** begin Dataset **
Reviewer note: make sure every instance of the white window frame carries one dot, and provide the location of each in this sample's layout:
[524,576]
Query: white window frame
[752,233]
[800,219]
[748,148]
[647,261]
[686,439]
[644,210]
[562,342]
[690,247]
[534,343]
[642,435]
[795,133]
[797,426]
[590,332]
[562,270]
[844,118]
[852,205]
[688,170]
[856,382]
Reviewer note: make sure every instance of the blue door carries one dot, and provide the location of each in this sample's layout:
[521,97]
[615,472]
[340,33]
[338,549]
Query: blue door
** end Dataset **
Task brief: Copy the material above, line for line.

Expected answer:
Reviewer note: make sure every instance of the white window frame carries one dot, and provide the location of each in this sample's layout:
[524,576]
Query: white window frame
[752,233]
[800,219]
[748,148]
[647,261]
[686,439]
[644,210]
[562,342]
[690,247]
[534,343]
[642,435]
[795,133]
[797,426]
[590,332]
[562,270]
[844,118]
[852,205]
[688,170]
[856,382]
Reviewer note: make sure every instance of the blue door carries one dot, and provide the location of each in this sample's layout:
[521,97]
[615,472]
[340,33]
[338,549]
Query: blue door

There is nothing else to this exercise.